→ ФРАГМЕНТ ДОКУМЕНТА:
----

Еще в самом начале Берлинского кризиса Эйзенхауэр решил, что важнее успокоить американскую общественность, чем шокировать советских руководителей. На пресс-конференциях 18 февраля и 11 марта 1959 года он выдвинул ряд предложений с целью сглаживания угрозы ядерной войны, лежавшей в основе американской стратегии. «Мы, разумеется, не собираемся вести наземную войну в Европе»[816], — заявил он и конкретно поставил защиту Берлина под эту категорию. Он открыто признал, что вряд ли Соединенные Штаты стали бы «пробивать огнем себе дорогу в Берлин»[817]. Чтобы не оставалось лазейки, он также исключил защиту Берлина при помощи ядерного оружия: «Не знаю, как можно освободить что-либо при помощи ядерного оружия»[818]. Эти заявления, несомненно, выражали впечатление о том, что готовность Америки пойти на риск ядерной войны в связи с Берлином была очень ограниченной.

Мягкость реакции Эйзенхауэра частично объясняется тем, как он оценивал личность Хрущева, которого по-прежнему считал вместе с большинством американских лидеров главной надеждой Запада на мир. Ультиматум Хрущева по Берлину не изменил взгляды посла Томпсона, высказанные им два года назад. 9 марта 1959 года Томпсон подтвердил свое впечатление о том, что главные озабоченности Хрущева носят внутренний характер. По словам посла, политика балансирования на грани войны Хрущева была его способом выработки некоего образца сосуществования, который служил бы предпосылкой к экономической реформе и внутренней либерализации[819]. Как может угроза войны создавать некий образец сосуществования, не объяснялось.

----

→ ДАННЫЕ:
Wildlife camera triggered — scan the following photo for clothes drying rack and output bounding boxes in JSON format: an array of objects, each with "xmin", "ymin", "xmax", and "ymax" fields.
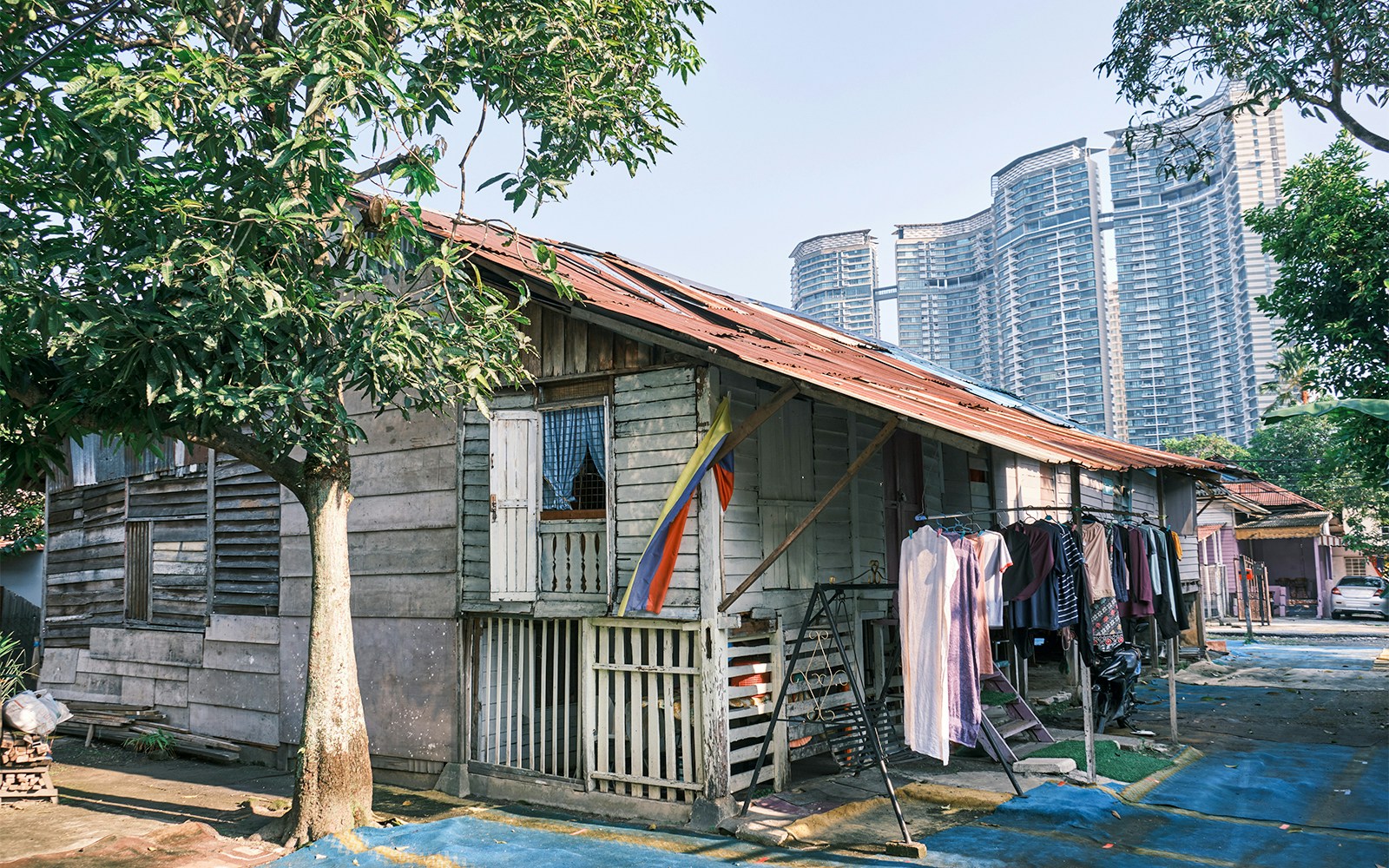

----

→ ЗАДАНИЯ:
**A.** Переведите на английский язык следующее предложение из отрывка о Берлинском кризисе: «Ультиматум Хрущева по Берлину не изменил взгляды посла Томпсона, высказанные им два года назад.»
**B.** Замените «Хрущева» на «советского лидера» во фрагменте отрывка о Берлинском кризисе, который начинается словами «Мягкость реакции Эйзенхауэра» и тянется до слов «сосуществования, не объяснялось.», и приведите этот фрагмент целиком.
**C.** Подхватите отрывок о Берлинском кризисе и продолжите его с того места, на котором он обрывается.
Данные никак не связаны с отрывком о Берлинском кризисе.

→ ОТВЕТЫ ПО ЗАДАНИЯМ:
**A.** Khrushchev's ultimatum on Berlin did not change the views of Ambassador Thompson that he had expressed two years earlier.

**B.**
Мягкость реакции Эйзенхауэра частично объясняется тем, как он оценивал личность советского лидера, которого по-прежнему считал вместе с большинством американских лидеров главной надеждой Запада на мир. Ультиматум советского лидера по Берлину не изменил взгляды посла Томпсона, высказанные им два года назад. 9 марта 1959 года Томпсон подтвердил свое впечатление о том, что главные озабоченности советского лидера носят внутренний характер. По словам посла, политика балансирования на грани войны советского лидера была его способом выработки некоего образца сосуществования, который служил бы предпосылкой к экономической реформе и внутренней либерализации[819]. Как может угроза войны создавать некий образец сосуществования, не объяснялось.

**C.**
Такого рода анализ не произвел ни малейшего впечатления на еще одного участника международного квартета — французского президента Шарля де Голля, который только что вернулся к власти после 12 лет политического забвения. Он не соглашался с англо-американским анализом хрущевских мотивировок и был убежден в том, что Берлинский кризис должен продемонстрировать Аденауэру, что Франция является незаменимым партнером Федеративной Республики. Он больше опасался нового пробуждения германского национализма, чем угроз Хрущева. Как минимум Шарль де Голль хотел снабдить Аденауэра якорем на Западе; если это окажется возможным, он хотел бы постараться вовлечь лишившегося иллюзий Аденауэра в европейскую структуру, в которой Америка доминировала бы не так сильно.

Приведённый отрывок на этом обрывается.